**What the exercise asks**
From the material below, extract each line that contains the word "green" and copy those lines in order.

Entries from a point annotation set:
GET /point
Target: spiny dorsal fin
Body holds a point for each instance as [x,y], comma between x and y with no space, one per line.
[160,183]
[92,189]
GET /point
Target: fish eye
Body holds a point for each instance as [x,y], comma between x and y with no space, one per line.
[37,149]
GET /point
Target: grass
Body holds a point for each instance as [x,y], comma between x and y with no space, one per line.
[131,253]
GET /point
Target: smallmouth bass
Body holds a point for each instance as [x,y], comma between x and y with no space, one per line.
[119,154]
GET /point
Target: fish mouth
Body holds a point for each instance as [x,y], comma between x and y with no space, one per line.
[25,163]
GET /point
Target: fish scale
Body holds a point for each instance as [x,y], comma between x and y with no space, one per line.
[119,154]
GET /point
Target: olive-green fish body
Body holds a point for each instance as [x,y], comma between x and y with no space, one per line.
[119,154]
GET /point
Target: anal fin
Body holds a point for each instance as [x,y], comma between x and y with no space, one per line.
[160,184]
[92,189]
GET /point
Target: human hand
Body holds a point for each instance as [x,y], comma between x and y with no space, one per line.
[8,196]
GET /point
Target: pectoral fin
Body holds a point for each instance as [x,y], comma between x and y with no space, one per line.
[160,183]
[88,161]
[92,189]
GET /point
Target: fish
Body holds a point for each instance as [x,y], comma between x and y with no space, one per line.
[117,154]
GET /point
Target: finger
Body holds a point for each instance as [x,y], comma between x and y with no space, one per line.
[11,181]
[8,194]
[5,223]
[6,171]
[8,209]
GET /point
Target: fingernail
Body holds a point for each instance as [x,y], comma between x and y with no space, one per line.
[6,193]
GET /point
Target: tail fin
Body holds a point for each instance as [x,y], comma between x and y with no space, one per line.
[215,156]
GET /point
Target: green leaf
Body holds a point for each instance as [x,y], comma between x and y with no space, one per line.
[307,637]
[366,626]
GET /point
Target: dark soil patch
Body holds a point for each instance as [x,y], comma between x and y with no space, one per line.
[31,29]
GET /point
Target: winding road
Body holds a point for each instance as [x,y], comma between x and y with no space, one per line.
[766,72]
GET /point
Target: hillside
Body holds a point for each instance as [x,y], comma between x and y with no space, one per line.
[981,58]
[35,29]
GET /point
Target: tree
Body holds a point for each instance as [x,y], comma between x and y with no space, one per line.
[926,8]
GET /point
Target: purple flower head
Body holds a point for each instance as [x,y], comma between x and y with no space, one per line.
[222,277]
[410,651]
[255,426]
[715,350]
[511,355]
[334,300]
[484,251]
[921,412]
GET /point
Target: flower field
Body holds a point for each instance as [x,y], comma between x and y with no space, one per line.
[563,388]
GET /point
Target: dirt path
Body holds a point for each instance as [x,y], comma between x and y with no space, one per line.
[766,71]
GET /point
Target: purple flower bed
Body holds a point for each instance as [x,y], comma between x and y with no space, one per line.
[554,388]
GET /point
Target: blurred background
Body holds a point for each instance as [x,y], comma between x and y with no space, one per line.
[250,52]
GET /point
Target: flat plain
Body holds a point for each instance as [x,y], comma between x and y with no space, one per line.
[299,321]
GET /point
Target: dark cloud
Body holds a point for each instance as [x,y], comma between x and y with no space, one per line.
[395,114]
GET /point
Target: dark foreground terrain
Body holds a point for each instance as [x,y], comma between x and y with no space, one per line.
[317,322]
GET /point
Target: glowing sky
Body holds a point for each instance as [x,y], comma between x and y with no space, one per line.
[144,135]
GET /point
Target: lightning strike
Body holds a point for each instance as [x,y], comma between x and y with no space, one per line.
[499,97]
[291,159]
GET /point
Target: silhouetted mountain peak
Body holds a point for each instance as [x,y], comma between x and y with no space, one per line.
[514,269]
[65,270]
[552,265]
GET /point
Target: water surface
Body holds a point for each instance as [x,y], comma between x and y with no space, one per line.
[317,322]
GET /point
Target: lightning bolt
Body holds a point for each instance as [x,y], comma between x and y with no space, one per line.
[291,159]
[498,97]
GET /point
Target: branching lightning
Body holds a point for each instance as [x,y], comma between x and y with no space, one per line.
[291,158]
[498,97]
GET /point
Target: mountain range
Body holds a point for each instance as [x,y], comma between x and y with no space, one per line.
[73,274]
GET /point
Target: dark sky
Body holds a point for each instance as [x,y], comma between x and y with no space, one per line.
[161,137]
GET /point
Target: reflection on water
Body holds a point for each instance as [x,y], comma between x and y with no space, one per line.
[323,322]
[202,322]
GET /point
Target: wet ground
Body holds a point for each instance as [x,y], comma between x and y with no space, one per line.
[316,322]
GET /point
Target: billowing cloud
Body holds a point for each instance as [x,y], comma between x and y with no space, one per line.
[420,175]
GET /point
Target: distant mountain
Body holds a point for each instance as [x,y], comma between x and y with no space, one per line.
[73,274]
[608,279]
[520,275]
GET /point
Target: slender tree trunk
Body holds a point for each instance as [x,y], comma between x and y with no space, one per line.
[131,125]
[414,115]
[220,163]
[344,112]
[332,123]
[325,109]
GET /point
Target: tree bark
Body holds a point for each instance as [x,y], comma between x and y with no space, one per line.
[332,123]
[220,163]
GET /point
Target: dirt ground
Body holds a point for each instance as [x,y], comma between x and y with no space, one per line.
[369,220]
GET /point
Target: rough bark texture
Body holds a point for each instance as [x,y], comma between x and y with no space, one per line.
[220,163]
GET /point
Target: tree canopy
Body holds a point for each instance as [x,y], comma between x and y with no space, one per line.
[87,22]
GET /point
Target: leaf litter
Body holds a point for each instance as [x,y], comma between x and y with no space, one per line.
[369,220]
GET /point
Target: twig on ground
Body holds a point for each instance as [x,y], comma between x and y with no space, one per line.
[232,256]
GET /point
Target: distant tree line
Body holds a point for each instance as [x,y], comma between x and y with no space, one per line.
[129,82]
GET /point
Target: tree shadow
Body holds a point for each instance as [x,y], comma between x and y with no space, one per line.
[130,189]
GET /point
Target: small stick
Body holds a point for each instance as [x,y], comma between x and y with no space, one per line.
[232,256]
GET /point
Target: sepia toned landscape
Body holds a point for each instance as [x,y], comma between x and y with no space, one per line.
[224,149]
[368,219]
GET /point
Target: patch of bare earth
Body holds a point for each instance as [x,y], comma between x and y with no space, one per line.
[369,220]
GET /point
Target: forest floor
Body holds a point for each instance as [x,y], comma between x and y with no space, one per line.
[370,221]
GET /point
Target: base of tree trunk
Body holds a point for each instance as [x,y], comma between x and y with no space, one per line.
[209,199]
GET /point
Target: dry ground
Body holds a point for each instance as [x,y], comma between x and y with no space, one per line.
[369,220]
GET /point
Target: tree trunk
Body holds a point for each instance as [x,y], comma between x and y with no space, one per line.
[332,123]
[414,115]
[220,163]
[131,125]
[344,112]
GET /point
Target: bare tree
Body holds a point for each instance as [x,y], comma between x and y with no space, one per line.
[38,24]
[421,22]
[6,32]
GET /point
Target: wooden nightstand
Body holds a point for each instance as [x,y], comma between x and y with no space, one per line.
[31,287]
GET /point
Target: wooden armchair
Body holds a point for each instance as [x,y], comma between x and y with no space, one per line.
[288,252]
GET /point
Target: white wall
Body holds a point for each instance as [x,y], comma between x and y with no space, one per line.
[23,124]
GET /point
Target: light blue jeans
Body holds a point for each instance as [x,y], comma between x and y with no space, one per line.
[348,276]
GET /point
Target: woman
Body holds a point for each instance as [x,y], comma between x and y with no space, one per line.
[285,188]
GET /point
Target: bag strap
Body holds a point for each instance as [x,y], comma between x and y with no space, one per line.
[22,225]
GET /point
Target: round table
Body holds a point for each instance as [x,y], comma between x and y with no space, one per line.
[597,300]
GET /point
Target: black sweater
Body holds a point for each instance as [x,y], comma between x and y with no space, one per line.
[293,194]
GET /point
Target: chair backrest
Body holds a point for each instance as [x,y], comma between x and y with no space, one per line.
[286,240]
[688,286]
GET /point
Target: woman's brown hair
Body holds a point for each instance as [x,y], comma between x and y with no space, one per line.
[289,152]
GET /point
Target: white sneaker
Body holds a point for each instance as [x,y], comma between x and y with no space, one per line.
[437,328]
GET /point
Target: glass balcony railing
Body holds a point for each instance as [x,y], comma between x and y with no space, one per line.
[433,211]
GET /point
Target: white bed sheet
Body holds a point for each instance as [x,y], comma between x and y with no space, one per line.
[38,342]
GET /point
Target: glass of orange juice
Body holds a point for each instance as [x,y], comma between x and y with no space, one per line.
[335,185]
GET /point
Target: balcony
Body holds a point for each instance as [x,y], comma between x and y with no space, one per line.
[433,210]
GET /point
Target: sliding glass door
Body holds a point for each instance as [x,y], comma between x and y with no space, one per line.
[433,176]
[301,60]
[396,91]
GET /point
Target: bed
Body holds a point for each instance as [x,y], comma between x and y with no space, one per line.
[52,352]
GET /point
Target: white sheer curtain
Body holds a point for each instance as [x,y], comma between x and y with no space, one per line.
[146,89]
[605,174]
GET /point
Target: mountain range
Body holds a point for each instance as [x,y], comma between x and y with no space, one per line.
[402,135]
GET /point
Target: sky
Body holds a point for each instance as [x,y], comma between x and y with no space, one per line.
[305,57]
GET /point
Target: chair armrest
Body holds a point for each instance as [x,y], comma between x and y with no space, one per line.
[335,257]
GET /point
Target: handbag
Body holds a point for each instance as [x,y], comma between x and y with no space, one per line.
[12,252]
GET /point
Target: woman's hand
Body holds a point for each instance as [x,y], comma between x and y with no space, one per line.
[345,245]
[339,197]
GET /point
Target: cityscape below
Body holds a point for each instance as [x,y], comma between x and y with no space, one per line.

**Answer**
Target: olive-green fish body
Target: green leaf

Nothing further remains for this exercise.